:: Provided entries ::
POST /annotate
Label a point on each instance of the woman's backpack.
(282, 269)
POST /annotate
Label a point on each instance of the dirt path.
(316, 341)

:: Requirements ::
Rewrite all the records with "instance" changed to "occurrence" and nothing else altered.

:: Exercise output ::
POST /annotate
Label a point on each occurrence of the woman's backpack.
(282, 269)
POST /annotate
Label a point on each occurrence of the dirt path.
(316, 341)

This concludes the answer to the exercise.